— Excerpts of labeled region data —
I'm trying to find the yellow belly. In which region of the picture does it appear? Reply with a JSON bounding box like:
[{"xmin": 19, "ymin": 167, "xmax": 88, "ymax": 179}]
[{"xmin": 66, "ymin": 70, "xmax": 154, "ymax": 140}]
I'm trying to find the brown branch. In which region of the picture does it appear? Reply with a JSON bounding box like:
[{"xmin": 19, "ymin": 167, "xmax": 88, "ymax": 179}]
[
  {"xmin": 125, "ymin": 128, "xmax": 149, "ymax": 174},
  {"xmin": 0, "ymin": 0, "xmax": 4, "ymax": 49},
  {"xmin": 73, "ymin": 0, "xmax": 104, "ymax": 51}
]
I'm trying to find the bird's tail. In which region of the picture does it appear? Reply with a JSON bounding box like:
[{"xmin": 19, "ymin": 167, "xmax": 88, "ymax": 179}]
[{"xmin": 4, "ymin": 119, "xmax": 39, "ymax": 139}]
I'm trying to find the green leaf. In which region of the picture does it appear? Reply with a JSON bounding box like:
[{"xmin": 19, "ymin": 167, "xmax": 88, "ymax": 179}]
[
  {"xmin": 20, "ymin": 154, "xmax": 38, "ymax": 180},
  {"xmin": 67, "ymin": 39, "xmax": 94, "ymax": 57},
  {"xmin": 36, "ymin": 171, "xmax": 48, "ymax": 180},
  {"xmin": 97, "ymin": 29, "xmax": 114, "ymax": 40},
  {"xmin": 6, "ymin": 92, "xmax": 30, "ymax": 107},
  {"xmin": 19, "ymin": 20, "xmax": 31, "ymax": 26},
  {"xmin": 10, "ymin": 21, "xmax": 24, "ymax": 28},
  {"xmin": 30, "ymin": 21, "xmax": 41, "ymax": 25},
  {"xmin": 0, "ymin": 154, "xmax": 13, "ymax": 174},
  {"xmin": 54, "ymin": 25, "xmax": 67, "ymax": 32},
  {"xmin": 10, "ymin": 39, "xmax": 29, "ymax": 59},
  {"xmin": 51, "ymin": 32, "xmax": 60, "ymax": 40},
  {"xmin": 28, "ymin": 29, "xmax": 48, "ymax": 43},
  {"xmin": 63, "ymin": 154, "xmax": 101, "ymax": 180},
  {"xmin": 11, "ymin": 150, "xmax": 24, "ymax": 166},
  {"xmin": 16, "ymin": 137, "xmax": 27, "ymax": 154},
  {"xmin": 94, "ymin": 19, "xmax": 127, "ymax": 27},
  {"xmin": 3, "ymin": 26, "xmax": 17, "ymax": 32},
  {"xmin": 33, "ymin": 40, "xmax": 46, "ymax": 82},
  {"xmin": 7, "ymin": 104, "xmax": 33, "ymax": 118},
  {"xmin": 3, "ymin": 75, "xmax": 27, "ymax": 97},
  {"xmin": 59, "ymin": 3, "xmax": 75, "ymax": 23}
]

— What to work on —
Copy exactly the lines above, from the one containing "I'm trying to find the bird's" through the very last line.

— Result —
I'm trying to find the bird's tail. In which region of the picture does it appear? Reply with a JSON bounding box like:
[{"xmin": 19, "ymin": 167, "xmax": 88, "ymax": 179}]
[{"xmin": 4, "ymin": 119, "xmax": 39, "ymax": 139}]
I'm trying to find the green leaf. In which region of the picture does it appear? Reply with a JSON bounding box like:
[{"xmin": 19, "ymin": 167, "xmax": 88, "ymax": 179}]
[
  {"xmin": 20, "ymin": 154, "xmax": 38, "ymax": 180},
  {"xmin": 67, "ymin": 39, "xmax": 94, "ymax": 57},
  {"xmin": 36, "ymin": 171, "xmax": 48, "ymax": 180},
  {"xmin": 97, "ymin": 29, "xmax": 114, "ymax": 40},
  {"xmin": 6, "ymin": 92, "xmax": 30, "ymax": 107},
  {"xmin": 19, "ymin": 20, "xmax": 31, "ymax": 26},
  {"xmin": 10, "ymin": 21, "xmax": 24, "ymax": 28},
  {"xmin": 30, "ymin": 21, "xmax": 41, "ymax": 25},
  {"xmin": 0, "ymin": 154, "xmax": 13, "ymax": 174},
  {"xmin": 54, "ymin": 25, "xmax": 67, "ymax": 32},
  {"xmin": 10, "ymin": 39, "xmax": 29, "ymax": 59},
  {"xmin": 51, "ymin": 32, "xmax": 60, "ymax": 40},
  {"xmin": 28, "ymin": 29, "xmax": 48, "ymax": 43},
  {"xmin": 63, "ymin": 154, "xmax": 101, "ymax": 180},
  {"xmin": 11, "ymin": 150, "xmax": 24, "ymax": 166},
  {"xmin": 16, "ymin": 137, "xmax": 27, "ymax": 154},
  {"xmin": 94, "ymin": 19, "xmax": 127, "ymax": 27},
  {"xmin": 3, "ymin": 26, "xmax": 17, "ymax": 32},
  {"xmin": 33, "ymin": 40, "xmax": 46, "ymax": 82},
  {"xmin": 7, "ymin": 104, "xmax": 33, "ymax": 118},
  {"xmin": 3, "ymin": 75, "xmax": 27, "ymax": 97},
  {"xmin": 59, "ymin": 3, "xmax": 75, "ymax": 23}
]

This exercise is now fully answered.